◆ **Exercise description**
Revise the listing below by swapping every "Reported" for "Found", with all other text left as it is.

◆ **Material provided**
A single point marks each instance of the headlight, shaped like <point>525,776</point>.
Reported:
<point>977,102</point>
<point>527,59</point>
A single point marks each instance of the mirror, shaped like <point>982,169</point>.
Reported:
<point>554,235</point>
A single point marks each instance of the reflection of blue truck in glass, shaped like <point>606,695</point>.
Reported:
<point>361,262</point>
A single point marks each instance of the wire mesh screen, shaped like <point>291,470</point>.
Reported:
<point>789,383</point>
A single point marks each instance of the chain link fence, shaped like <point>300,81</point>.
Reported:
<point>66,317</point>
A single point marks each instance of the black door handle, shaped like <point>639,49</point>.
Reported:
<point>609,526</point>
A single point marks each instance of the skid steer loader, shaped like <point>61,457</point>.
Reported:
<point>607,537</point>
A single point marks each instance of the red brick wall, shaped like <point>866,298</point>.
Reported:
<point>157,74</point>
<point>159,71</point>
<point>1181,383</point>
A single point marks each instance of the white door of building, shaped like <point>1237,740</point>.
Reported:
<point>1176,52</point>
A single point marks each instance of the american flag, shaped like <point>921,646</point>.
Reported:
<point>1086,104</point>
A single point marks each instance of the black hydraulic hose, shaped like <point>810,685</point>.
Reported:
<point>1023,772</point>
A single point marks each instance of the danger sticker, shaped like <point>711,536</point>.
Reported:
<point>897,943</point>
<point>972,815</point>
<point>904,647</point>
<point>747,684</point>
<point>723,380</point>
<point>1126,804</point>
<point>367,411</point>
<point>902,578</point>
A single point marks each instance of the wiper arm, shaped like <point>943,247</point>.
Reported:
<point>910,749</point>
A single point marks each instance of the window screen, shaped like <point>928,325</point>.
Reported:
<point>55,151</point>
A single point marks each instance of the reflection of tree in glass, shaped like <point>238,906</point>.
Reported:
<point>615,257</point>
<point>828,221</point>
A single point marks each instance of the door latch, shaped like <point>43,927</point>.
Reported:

◆ **Written response**
A single point marks each instance of the headlight, shaped like <point>525,776</point>.
Found:
<point>977,102</point>
<point>527,59</point>
A single point marks each instance of the mirror, shaped like <point>982,169</point>.
Found:
<point>554,235</point>
A single point marks each instance of the reflection of blue truck in glass, shaped like <point>606,695</point>.
Found:
<point>361,262</point>
A single point marks each instance of the wire mesh screen, shaped like <point>291,470</point>.
Found:
<point>789,383</point>
A single point marks each instance of the chain link fence, shaped like <point>300,81</point>.
Found:
<point>66,317</point>
A single point marks each instance of the black door handle, shaped like <point>639,49</point>.
Found:
<point>609,526</point>
A single point marks each instance of the skid steer loader, shaped like <point>61,457</point>.
Found:
<point>607,537</point>
A single point marks each instance of the red brick wall, shaped like <point>866,298</point>.
Found:
<point>157,74</point>
<point>159,71</point>
<point>1181,383</point>
A single point marks each instance of the white door of building, shaped like <point>1237,740</point>.
Found:
<point>1176,52</point>
A single point marks each instance of the american flag, shaped like <point>921,646</point>.
Found:
<point>1086,104</point>
A single point marks each instance of the black hydraulic hose, shaped like <point>810,685</point>.
Found:
<point>1023,772</point>
A single point marks each instance of the danger sticker, shaped like <point>711,536</point>.
Found:
<point>897,943</point>
<point>972,815</point>
<point>904,647</point>
<point>747,684</point>
<point>723,380</point>
<point>1126,804</point>
<point>367,411</point>
<point>902,578</point>
A single point marks each instance of the wiper arm, shaped like <point>943,247</point>.
Found:
<point>910,749</point>
A single point marks each instance of the window screen, shaped like <point>928,325</point>.
Found:
<point>55,151</point>
A single point marks each instance of the reflection of tree in glass, shaped like <point>238,906</point>.
Found:
<point>615,257</point>
<point>828,221</point>
A single point marks each instance of the door latch, shaped like <point>43,927</point>.
Found:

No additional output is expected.